= Provided passage =
╭──
# Claritin for dogs



## paula bedard (Feb 5, 2008)

Good to know. I've always relied on Benadryl when necessary.


----------



## Racheli (May 7, 2008)

Cam's Mom said:


> Just got back from he vets with Odin. He has seasonal allergies and I dosed him with Benadryl...to which he had an awful reaction. Heavy panting, heart racing, compulsive chewing.... He's had it before without the side effects.
> 
> So the vets suggested trying Claritin. And, the nice thing is it's only once a day.
> 
> ...


Glad I found this thread. I am not sure if my dog has asthma or maybe allergies? Could you tell me the signs your dog had? Mine are excessive panting for no real reason, a wheezing sound when he exhales , not always , but at times, a bit of a cough now and again, and not from eating. Thanks.


----------



## Adriennelane (Feb 13, 2008)

Was it the colored Benadryl? My oldest niece has to have dye-free, because the dye makes her ill.


----------



## Cam's Mom (Apr 13, 2007)

Racheli. How old is your Golden? Wheezing and coughing I'd want to get checked out. If he's only had hte symptoms ofr a couple of days it could be kennel cough. If longer, I think a vet visit might be a good idea.
╰──
= Exercise requirements =
**1.** Translate this sentence from the Claritin for dogs thread into Spanish: "If longer, I think a vet visit might be a good idea."
**2.** Write the next part of the Claritin for dogs thread, picking up after its final post.

= Natural-language object grounding data =
╭──
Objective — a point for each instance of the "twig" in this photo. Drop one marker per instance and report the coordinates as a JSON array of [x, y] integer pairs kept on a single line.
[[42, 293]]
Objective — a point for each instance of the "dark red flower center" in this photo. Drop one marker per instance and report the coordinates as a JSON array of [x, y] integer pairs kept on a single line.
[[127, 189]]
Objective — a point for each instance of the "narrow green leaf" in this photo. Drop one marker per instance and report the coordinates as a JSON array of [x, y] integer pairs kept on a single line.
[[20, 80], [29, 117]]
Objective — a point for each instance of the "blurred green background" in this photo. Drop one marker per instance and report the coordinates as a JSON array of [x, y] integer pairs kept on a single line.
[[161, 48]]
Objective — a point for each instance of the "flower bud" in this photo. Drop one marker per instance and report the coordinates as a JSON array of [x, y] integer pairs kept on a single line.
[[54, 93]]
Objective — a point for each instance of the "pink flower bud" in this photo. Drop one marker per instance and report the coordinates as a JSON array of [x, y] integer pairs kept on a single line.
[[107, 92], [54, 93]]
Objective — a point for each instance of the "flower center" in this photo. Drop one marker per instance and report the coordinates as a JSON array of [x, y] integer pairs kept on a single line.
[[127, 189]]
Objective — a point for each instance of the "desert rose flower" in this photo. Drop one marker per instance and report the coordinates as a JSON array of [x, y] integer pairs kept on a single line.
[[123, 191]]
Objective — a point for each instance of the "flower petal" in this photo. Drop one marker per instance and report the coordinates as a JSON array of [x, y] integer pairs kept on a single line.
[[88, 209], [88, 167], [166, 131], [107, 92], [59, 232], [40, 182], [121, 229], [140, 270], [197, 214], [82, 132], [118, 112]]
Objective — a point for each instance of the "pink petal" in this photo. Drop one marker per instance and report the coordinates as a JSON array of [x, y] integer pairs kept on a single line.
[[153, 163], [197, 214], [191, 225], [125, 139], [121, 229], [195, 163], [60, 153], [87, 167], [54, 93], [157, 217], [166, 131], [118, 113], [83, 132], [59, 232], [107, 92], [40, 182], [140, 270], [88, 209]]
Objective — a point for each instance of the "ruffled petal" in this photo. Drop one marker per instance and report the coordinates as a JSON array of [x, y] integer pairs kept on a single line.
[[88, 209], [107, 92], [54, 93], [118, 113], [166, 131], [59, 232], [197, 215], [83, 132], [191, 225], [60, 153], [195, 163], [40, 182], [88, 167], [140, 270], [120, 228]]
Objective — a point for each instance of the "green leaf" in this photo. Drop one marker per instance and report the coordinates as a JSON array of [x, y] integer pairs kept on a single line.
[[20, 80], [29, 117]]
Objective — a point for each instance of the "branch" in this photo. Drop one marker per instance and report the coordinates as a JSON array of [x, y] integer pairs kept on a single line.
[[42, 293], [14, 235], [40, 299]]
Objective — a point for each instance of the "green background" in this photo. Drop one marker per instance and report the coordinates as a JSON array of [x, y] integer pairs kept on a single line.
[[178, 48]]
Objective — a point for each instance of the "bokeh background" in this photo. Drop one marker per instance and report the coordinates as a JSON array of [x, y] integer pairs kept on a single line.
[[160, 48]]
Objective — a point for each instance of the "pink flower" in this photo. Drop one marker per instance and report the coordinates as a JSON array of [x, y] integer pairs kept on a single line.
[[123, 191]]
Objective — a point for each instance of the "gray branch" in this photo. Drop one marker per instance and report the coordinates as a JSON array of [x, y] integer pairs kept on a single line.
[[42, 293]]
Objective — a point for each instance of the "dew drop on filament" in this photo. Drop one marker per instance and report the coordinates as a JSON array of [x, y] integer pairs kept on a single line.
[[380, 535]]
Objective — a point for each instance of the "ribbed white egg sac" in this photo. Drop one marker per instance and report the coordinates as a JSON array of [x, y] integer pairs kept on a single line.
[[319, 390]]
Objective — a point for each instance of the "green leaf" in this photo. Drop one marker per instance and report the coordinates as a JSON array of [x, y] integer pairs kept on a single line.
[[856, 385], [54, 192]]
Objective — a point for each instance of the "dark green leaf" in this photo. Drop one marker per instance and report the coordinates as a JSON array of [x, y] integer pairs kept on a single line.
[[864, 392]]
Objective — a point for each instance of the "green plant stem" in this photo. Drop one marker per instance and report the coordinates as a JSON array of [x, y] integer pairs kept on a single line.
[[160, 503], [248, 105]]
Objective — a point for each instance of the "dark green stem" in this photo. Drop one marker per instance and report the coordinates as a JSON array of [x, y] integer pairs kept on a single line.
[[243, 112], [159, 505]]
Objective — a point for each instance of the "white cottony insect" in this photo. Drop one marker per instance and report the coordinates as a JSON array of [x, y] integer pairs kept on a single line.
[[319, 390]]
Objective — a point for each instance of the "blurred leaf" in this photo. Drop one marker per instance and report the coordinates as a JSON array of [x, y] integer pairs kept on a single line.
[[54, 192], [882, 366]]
╰──
= Your responses =
**1.** Si es más tiempo, creo que una visita al veterinario podría ser una buena idea.

**2.**
> Was it the colored Benadryl? My oldest niece has to have dye-free, because the dye makes her ill.


It was colored, but he's had it before...his reaction is not uncommon in dogs, although I've never had one do that before. Thanks for the warning though. I don't want to risk trying him on even the non colored just now he was really distressed. Now just a three day wait for the claritin to kick in!

Margaret


----------



## Gwen (Aug 9, 2007)

When I signed on today, I noticed an advertisement regarding Goldens/allergies & Reactin. The website for reference is www.reactin.ca. I'm going to check it out as Oliver is on Cortabs containing steroids and not the best for his liver.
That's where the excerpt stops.